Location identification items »
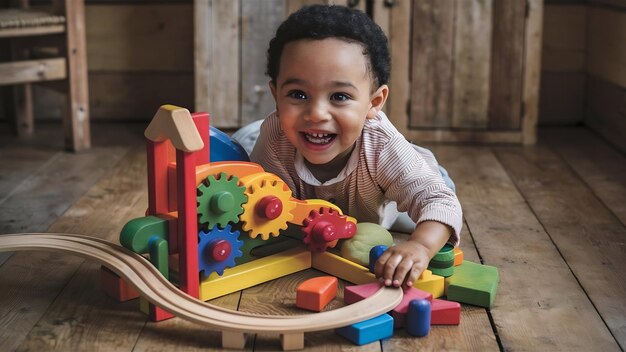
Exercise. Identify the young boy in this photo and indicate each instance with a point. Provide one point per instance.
(329, 138)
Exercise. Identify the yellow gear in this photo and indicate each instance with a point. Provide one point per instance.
(269, 205)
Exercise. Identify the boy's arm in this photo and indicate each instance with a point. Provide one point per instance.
(404, 263)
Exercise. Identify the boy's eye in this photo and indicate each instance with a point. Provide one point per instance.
(340, 97)
(296, 94)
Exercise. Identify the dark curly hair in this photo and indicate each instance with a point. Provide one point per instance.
(323, 21)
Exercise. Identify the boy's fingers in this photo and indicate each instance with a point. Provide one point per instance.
(413, 276)
(403, 268)
(380, 264)
(390, 268)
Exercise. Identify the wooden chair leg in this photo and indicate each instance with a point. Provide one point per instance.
(24, 120)
(292, 342)
(76, 116)
(233, 339)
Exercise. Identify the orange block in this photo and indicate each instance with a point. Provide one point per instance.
(314, 294)
(458, 256)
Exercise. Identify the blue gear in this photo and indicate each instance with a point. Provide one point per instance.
(206, 263)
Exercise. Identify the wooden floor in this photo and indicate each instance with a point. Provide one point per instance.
(551, 218)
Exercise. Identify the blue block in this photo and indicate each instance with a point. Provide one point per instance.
(368, 331)
(375, 253)
(223, 148)
(418, 318)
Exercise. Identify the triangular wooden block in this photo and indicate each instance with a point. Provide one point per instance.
(445, 312)
(174, 123)
(353, 294)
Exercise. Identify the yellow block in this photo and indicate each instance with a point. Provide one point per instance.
(342, 268)
(255, 272)
(430, 283)
(458, 256)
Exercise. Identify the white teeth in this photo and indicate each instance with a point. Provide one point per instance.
(318, 138)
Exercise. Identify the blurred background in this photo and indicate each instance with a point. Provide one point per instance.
(463, 70)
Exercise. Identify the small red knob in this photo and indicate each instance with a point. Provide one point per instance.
(269, 207)
(220, 250)
(324, 231)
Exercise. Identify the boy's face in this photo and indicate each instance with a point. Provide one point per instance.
(323, 96)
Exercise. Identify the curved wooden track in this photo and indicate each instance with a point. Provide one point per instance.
(140, 273)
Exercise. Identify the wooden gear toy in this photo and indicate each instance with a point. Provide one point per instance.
(214, 226)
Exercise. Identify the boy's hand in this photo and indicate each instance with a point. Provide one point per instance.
(402, 264)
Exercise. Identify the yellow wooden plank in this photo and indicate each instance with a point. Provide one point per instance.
(255, 272)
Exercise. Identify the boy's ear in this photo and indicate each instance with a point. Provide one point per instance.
(377, 101)
(272, 89)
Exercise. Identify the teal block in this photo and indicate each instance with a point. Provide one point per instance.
(368, 331)
(474, 284)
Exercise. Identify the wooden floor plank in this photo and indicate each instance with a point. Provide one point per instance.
(278, 297)
(599, 165)
(539, 304)
(180, 335)
(18, 163)
(588, 235)
(474, 333)
(80, 309)
(42, 193)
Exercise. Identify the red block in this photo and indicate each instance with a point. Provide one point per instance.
(401, 310)
(314, 294)
(445, 312)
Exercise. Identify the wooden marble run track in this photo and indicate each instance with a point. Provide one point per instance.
(144, 276)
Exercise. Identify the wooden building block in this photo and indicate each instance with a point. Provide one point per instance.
(353, 294)
(430, 283)
(458, 256)
(445, 312)
(418, 317)
(189, 279)
(255, 272)
(442, 263)
(314, 294)
(368, 331)
(473, 283)
(175, 124)
(115, 287)
(400, 312)
(291, 342)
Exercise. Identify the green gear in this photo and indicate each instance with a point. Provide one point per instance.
(220, 200)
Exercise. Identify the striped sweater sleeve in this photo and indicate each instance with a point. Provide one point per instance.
(406, 178)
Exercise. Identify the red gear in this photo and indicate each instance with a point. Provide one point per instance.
(324, 228)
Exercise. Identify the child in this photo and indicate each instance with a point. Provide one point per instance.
(329, 138)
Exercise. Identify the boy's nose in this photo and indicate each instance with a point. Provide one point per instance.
(317, 113)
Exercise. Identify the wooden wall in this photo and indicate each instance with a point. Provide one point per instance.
(140, 55)
(605, 108)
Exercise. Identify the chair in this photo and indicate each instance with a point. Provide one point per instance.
(48, 47)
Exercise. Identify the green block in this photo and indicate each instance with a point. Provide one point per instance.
(442, 263)
(474, 284)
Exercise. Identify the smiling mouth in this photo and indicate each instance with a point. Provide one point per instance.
(319, 138)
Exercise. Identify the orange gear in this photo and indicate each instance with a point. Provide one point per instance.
(269, 205)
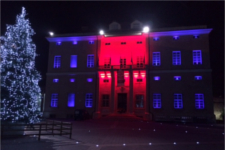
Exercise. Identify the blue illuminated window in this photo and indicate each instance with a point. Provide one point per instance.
(156, 59)
(72, 80)
(199, 101)
(89, 79)
(90, 61)
(197, 57)
(176, 37)
(58, 43)
(139, 102)
(177, 78)
(55, 80)
(178, 102)
(156, 78)
(54, 100)
(71, 100)
(198, 77)
(89, 100)
(91, 42)
(196, 36)
(105, 100)
(157, 100)
(57, 62)
(176, 58)
(73, 61)
(155, 38)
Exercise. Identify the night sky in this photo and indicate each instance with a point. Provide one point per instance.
(70, 16)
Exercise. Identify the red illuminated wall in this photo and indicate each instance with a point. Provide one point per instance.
(116, 50)
(139, 88)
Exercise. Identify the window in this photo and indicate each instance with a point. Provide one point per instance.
(107, 63)
(176, 37)
(105, 80)
(156, 78)
(177, 78)
(156, 59)
(55, 80)
(72, 80)
(178, 102)
(198, 77)
(58, 43)
(139, 80)
(157, 100)
(57, 62)
(88, 100)
(195, 36)
(139, 103)
(73, 61)
(89, 79)
(197, 57)
(156, 39)
(91, 42)
(90, 61)
(105, 100)
(122, 63)
(199, 101)
(176, 58)
(120, 78)
(54, 100)
(140, 62)
(71, 100)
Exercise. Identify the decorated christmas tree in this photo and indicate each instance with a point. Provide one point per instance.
(19, 78)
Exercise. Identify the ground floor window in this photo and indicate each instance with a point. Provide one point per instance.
(157, 100)
(199, 101)
(105, 100)
(89, 100)
(178, 102)
(54, 100)
(139, 102)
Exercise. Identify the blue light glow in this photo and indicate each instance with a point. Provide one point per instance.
(58, 43)
(55, 80)
(91, 42)
(156, 78)
(71, 100)
(89, 79)
(73, 61)
(72, 80)
(198, 77)
(177, 78)
(175, 37)
(196, 36)
(155, 38)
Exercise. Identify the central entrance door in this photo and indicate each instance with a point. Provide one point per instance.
(122, 103)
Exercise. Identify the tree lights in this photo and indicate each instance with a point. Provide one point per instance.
(19, 78)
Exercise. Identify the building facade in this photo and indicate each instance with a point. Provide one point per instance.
(160, 75)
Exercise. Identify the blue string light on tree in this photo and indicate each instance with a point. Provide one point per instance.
(19, 78)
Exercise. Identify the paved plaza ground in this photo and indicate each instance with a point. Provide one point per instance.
(119, 133)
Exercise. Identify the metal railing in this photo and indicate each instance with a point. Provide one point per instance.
(48, 127)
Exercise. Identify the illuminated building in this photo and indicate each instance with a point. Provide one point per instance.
(161, 74)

YOUR TASK »
Format the records above as a numbered list with no blank lines in between, and leave out the pictures.

ANSWER TO THIS PROBLEM »
1. Exercise. Identify the young boy in this photo and indicate each instance with a point. Provide one point per instance.
2. (329, 138)
3. Exercise. Identify the yellow gear in this photo and indicate each instance with a point. Provide one point per instance.
4. (269, 205)
5. Exercise. Identify the boy's arm in this photo and indicate each instance with a point. Provide one point per instance.
6. (404, 263)
7. Exercise. Identify the boy's eye in this photo and indicate each instance with a point. Provide one point per instance.
8. (340, 97)
9. (296, 94)
10. Exercise. Identify the dark curly hair in this photo and indicate each instance with a point. Provide one point per instance.
11. (323, 21)
12. Exercise. Identify the boy's fingers in this photo and indicate each instance with a point. Provide one point per instance.
13. (413, 276)
14. (403, 268)
15. (380, 264)
16. (390, 268)
17. Exercise. Identify the wooden chair leg in this photo and indicate each instance with a point. Provide one point per instance.
18. (24, 120)
19. (292, 342)
20. (76, 116)
21. (233, 339)
22. Exercise. Identify the orange block in this photo and indicate each instance with a point. Provide one point per instance.
23. (314, 294)
24. (458, 256)
25. Exercise. Identify the blue gear in this photo and indicate each instance with a point. Provide one point per instance.
26. (206, 263)
27. Exercise. Identify the wooden floor in this photo and indicate each instance with a point. Provide one point per instance.
28. (551, 218)
29. Exercise. Identify the blue block in this photo and indicate each instance with a point. Provide one point per instance.
30. (368, 331)
31. (375, 253)
32. (223, 148)
33. (418, 318)
34. Exercise. Identify the triangular wooden block in this photo and indicate each instance with a point. Provide one point per instance.
35. (445, 312)
36. (174, 123)
37. (353, 294)
38. Exercise. Identify the yellow block in this photo and indicate each instance with a point. Provide one point per instance.
39. (342, 268)
40. (255, 272)
41. (430, 283)
42. (458, 256)
43. Exercise. Identify the white teeth in this photo and indicate each instance with a point. Provide one point per instance.
44. (318, 138)
45. Exercise. Identify the blurred background in this photo and indicate each instance with a point. Provide one point per instance.
46. (463, 70)
47. Exercise. Identify the small red knob in this photo and indicate each instance with a point. Provide one point per instance.
48. (269, 207)
49. (220, 250)
50. (324, 231)
51. Exercise. Identify the boy's face in this photo and indicate each instance with a point. Provide one point per instance.
52. (323, 96)
53. Exercise. Identify the curved wooden track in this photo and indicate each instance with a point. Provide one point per instance.
54. (140, 273)
55. Exercise. Identify the wooden gear toy in this photo and indicate each instance with a point. Provide one point per instance.
56. (214, 226)
57. Exercise. Identify the boy's hand in this photo and indicate each instance with a point. Provide one point per instance.
58. (402, 264)
59. Exercise. Identify the yellow wooden plank in this photo and indicate each instance with a point. Provide one point per instance.
60. (255, 272)
61. Exercise. Identify the boy's ear in this photo and indicate each instance with a point. Provide one point per instance.
62. (377, 101)
63. (272, 89)
64. Exercise. Identify the teal block in this photo and indicate each instance with a point. Provide one point per instance.
65. (368, 331)
66. (474, 284)
67. Exercise. Identify the wooden floor plank in this photo and indicate each instance with a point. Provide one point per instance.
68. (278, 297)
69. (599, 165)
70. (539, 304)
71. (180, 335)
72. (18, 163)
73. (588, 235)
74. (474, 333)
75. (80, 309)
76. (42, 193)
77. Exercise. Identify the red block in this photo and indicate each instance with a point. Provide one point per instance.
78. (401, 310)
79. (314, 294)
80. (445, 312)
81. Exercise. Identify the wooden marble run track in this photo and indicate each instance with a point. Provide one point per instance.
82. (144, 276)
83. Exercise. Identify the wooden building block in this photo and indicate each instance with a point. Provide one point per instance.
84. (353, 294)
85. (430, 283)
86. (458, 256)
87. (445, 312)
88. (418, 317)
89. (189, 279)
90. (255, 272)
91. (442, 263)
92. (314, 294)
93. (368, 331)
94. (473, 283)
95. (175, 124)
96. (115, 287)
97. (400, 312)
98. (291, 342)
99. Exercise. Identify the green gear in this photo and indicate each instance with a point. Provide one point per instance.
100. (220, 200)
101. Exercise. Identify the striped sweater sleeve in this photo and indicate each instance with a point. Provide one point per instance.
102. (406, 178)
103. Exercise. Identify the red gear in this photo and indicate each instance with a point. Provide one point per instance.
104. (324, 228)
105. Exercise. Identify the child in this photo and indicate each instance with a point. Provide one point per instance.
106. (329, 138)
107. Exercise. Identify the boy's nose in this photo and indicate each instance with a point. Provide one point per instance.
108. (317, 113)
109. Exercise. Identify the wooden wall in this photo and indicate each instance with a point. Provide one point per instance.
110. (140, 55)
111. (605, 108)
112. Exercise. Identify the chair in this photo and indicate each instance with a point. Provide one point per instance.
113. (48, 47)
114. Exercise. Identify the green block in this photo and indicate each instance with a point. Provide one point per instance.
115. (442, 263)
116. (474, 284)
117. Exercise. Identify the smiling mouth in this photo and indicate each instance with a point. Provide one point per instance.
118. (319, 138)
119. Exercise. Identify the orange gear in this photo and indicate each instance with a point. Provide one point per instance.
120. (269, 205)
121. Exercise. Identify the blue illuminated window in this photo and indicate each instance with a point. Provide one point per instance.
122. (156, 59)
123. (72, 80)
124. (199, 101)
125. (89, 79)
126. (90, 61)
127. (197, 57)
128. (176, 37)
129. (58, 43)
130. (139, 102)
131. (177, 78)
132. (55, 80)
133. (178, 102)
134. (156, 78)
135. (54, 100)
136. (71, 100)
137. (198, 77)
138. (89, 100)
139. (91, 42)
140. (196, 36)
141. (105, 100)
142. (157, 100)
143. (57, 62)
144. (176, 58)
145. (73, 61)
146. (155, 38)
147. Exercise. Identify the night sky in this photo and indicate each instance with a point. Provide one point per instance.
148. (70, 16)
149. Exercise. Identify the red illuminated wall in this photo and indicate each instance with a point. Provide one point per instance.
150. (116, 50)
151. (139, 88)
152. Exercise. Identify the window in this photo and indicate each instance with a point. Provide one point per instance.
153. (107, 63)
154. (176, 37)
155. (105, 80)
156. (156, 78)
157. (177, 78)
158. (156, 59)
159. (55, 80)
160. (72, 80)
161. (178, 102)
162. (198, 77)
163. (58, 43)
164. (139, 80)
165. (157, 100)
166. (57, 62)
167. (88, 100)
168. (195, 36)
169. (139, 103)
170. (73, 61)
171. (89, 79)
172. (197, 57)
173. (156, 39)
174. (91, 42)
175. (90, 61)
176. (105, 100)
177. (122, 63)
178. (199, 101)
179. (176, 58)
180. (120, 78)
181. (54, 100)
182. (140, 62)
183. (71, 100)
184. Exercise. Identify the decorated christmas tree in this photo and indicate each instance with a point. Provide one point per instance.
185. (19, 78)
186. Exercise. Identify the ground floor window in this photo and indicate each instance with a point. Provide one point per instance.
187. (157, 100)
188. (199, 101)
189. (105, 100)
190. (89, 100)
191. (178, 102)
192. (54, 100)
193. (139, 102)
194. Exercise. Identify the blue light glow in this photo and indicate each instance with a point. Provide one point per instance.
195. (58, 43)
196. (55, 80)
197. (91, 42)
198. (156, 78)
199. (71, 100)
200. (89, 79)
201. (73, 61)
202. (72, 80)
203. (198, 77)
204. (177, 78)
205. (175, 37)
206. (196, 36)
207. (155, 38)
208. Exercise. Identify the central entrance door in this photo and indicate each instance with a point. Provide one point per instance.
209. (122, 103)
210. Exercise. Identify the tree lights in this photo and indicate each instance with a point. Provide one point per instance.
211. (19, 78)
212. Exercise. Identify the building facade in this photo and indicate each instance with a point. Provide one point per instance.
213. (160, 75)
214. Exercise. Identify the blue string light on tree in this photo and indicate each instance with a point. Provide one point per instance.
215. (19, 78)
216. Exercise. Identify the paved plaza ground in this photo and indicate each instance with a point. Provide one point per instance.
217. (119, 133)
218. Exercise. Identify the metal railing in this photo and indicate each instance with a point. Provide one point per instance.
219. (48, 127)
220. Exercise. Identify the illuminated building in this photo and indicate each instance with a point. Provide one point per instance.
221. (161, 74)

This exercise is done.